## SOURCE PASSAGE
Takakito Usui speaks to reporters after the Supreme Court ruled a law that effectively forces trans people to be sterilized is "currently constitutional." The 45-year-old wished to register as a male without undergoing surgery.
Tokyo CNN  — 

Japan has upheld a law effectively requiring trans people seeking to legally change their gender to be sterilized.

Takakito Usui, a transgender man who wants to change the gender listed on his official documents, had appealed to the court seeking to overturn Law 111, which requires applicants to “permanently lack functioning” reproductive parts to qualify for gender affirmation.

The Supreme Court unanimously rejected Usui’s case Thursday, ruling the 2003 law constitutional – though judges added it was invasive and encouraged the legislature to review it.

“It is unthinkable in this day and time that the law requires a sex-change operation to change gender,” Usui’s lawyer Tomoyasu Oyama told CNN.

“When the law was established 15 years ago, LGBT people had to make a bitter decision and swallow the conditions to pave a narrow way for official change of gender. With this decision, I hope lawmakers will change the law to support the wishes of the LGBT community.”

The court initially said the law was intended to prevent “problems” in parent-child relations which could lead to societal “confusion,” and avoid “abrupt changes” to society. About 7,000 people have changed their gender registration under the law since it was first passed.

While they ruled against Usui, two judges issued an additional opinion calling on society to “embrace the diversity of sexual identity.”

## PROVIDED RECORDS
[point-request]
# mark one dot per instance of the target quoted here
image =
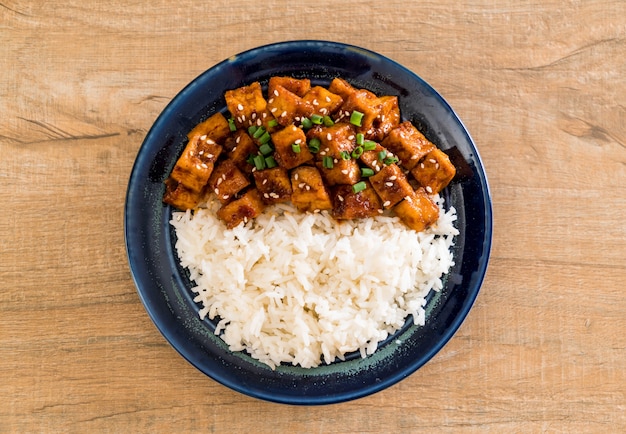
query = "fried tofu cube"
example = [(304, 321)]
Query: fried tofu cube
[(342, 171), (366, 102), (284, 153), (434, 172), (341, 87), (286, 106), (309, 192), (298, 86), (333, 140), (242, 210), (239, 147), (372, 158), (350, 205), (227, 180), (324, 101), (215, 128), (408, 144), (194, 167), (179, 196), (274, 184), (391, 185), (246, 104), (387, 119), (417, 211)]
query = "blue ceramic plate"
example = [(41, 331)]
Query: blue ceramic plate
[(164, 287)]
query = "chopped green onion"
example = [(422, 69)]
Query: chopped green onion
[(317, 119), (368, 145), (356, 117), (314, 145), (358, 151), (266, 149), (359, 186), (360, 138), (366, 172), (306, 123), (259, 162), (258, 133), (327, 162), (270, 162), (265, 138)]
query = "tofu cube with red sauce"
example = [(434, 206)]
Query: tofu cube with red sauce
[(391, 185), (287, 107), (249, 206), (350, 205), (246, 104), (387, 119), (274, 184), (408, 144), (309, 192), (239, 146), (294, 85), (284, 152), (342, 171), (372, 158), (227, 180), (324, 102), (179, 196), (434, 172), (334, 140), (215, 128), (417, 211), (194, 167)]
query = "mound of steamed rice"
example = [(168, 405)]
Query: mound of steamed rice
[(303, 289)]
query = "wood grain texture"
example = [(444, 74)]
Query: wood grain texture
[(541, 87)]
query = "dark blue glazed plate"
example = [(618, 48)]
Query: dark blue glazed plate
[(164, 287)]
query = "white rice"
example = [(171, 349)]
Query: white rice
[(303, 289)]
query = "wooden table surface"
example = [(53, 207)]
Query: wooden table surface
[(541, 86)]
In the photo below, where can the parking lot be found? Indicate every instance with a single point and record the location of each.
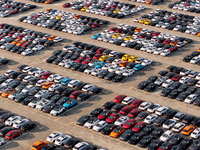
(66, 122)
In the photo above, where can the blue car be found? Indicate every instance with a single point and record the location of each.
(66, 81)
(100, 64)
(70, 103)
(96, 36)
(138, 67)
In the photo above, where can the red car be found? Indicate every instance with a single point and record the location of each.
(136, 103)
(156, 33)
(119, 98)
(46, 75)
(113, 29)
(176, 77)
(97, 56)
(129, 124)
(173, 48)
(139, 126)
(103, 115)
(125, 110)
(112, 118)
(133, 113)
(165, 146)
(80, 59)
(95, 25)
(166, 41)
(100, 50)
(66, 5)
(75, 94)
(87, 61)
(13, 134)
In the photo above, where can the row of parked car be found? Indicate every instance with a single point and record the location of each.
(142, 39)
(12, 126)
(176, 83)
(143, 123)
(63, 21)
(107, 8)
(24, 41)
(193, 58)
(45, 91)
(172, 21)
(186, 5)
(3, 61)
(10, 7)
(153, 2)
(59, 141)
(98, 61)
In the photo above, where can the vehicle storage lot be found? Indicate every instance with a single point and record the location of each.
(66, 122)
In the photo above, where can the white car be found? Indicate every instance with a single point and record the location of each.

## EXERCISE AIM
For each statement, say yes or no on whether it agrees with the report on Japan's gender-change law, and quote the words that decide it: (a) The Supreme Court's rejection of Usui's case was unanimous. (b) About 70,000 people have changed their gender registration under the law. (c) Usui's lawyer is named Tomoyasu Oyama. The data has no connection to the report on Japan's gender-change law.

## ANSWER SECTION
(a) Yes: "The Supreme Court unanimously rejected Usui’s case Thursday"
(b) No: "About 7,000 people have changed their gender registration under the law since it was first passed."
(c) Yes: "Usui’s lawyer Tomoyasu Oyama told CNN."